**ACTIVITY**
Locate the word "asphalt" in the material, then show every line that holds it.

##### WORKING DATA

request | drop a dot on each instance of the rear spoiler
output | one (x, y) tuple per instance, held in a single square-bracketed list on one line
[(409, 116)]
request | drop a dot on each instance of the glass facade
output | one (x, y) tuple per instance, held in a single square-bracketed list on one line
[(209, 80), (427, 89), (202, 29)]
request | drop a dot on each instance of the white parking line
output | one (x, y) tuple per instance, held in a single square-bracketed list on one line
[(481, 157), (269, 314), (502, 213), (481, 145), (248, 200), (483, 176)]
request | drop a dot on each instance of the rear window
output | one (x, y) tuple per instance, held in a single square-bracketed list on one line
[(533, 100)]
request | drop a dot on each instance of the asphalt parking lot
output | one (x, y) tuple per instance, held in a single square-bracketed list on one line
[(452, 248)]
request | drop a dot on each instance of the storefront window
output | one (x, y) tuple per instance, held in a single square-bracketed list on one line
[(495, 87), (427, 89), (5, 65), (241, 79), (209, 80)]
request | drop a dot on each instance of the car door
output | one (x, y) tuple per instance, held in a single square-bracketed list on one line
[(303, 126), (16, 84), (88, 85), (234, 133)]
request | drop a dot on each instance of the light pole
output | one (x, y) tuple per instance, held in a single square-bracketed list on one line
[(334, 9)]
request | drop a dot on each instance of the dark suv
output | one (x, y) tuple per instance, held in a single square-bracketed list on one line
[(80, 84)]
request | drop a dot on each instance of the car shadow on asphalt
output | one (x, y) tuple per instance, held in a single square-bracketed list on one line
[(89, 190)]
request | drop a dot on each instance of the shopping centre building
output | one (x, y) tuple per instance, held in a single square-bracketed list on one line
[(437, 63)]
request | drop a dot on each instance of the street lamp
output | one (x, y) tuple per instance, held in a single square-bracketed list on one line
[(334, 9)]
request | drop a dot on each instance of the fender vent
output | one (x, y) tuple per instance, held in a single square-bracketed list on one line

##########

**TASK RESULT**
request | drop a dot on each instance of the asphalt parking lot
request | drop a dot on each instance of the car shadow on asphalt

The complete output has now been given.